— BEGIN MATERIAL PROVIDED —

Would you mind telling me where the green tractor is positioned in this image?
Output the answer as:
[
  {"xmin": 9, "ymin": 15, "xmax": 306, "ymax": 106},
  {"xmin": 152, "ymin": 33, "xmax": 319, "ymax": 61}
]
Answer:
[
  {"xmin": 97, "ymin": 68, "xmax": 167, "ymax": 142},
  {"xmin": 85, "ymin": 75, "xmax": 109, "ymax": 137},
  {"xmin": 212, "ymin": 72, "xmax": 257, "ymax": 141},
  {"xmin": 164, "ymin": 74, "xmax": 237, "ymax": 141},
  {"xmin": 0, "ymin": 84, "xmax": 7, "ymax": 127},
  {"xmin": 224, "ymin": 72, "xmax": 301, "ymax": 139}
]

— END MATERIAL PROVIDED —

# YOUR TASK:
Format the rows above as a numbered list, skipping any blank lines.

# WRITTEN SOLUTION:
1. Would you mind telling me where the green tractor is positioned in this image?
2. Output the answer as:
3. [
4.   {"xmin": 9, "ymin": 15, "xmax": 306, "ymax": 106},
5.   {"xmin": 152, "ymin": 33, "xmax": 319, "ymax": 61}
6. ]
7. Answer:
8. [
9.   {"xmin": 97, "ymin": 68, "xmax": 167, "ymax": 142},
10.   {"xmin": 85, "ymin": 75, "xmax": 109, "ymax": 137},
11.   {"xmin": 212, "ymin": 72, "xmax": 257, "ymax": 141},
12.   {"xmin": 164, "ymin": 74, "xmax": 237, "ymax": 141},
13.   {"xmin": 0, "ymin": 84, "xmax": 7, "ymax": 127},
14.   {"xmin": 224, "ymin": 72, "xmax": 301, "ymax": 139}
15. ]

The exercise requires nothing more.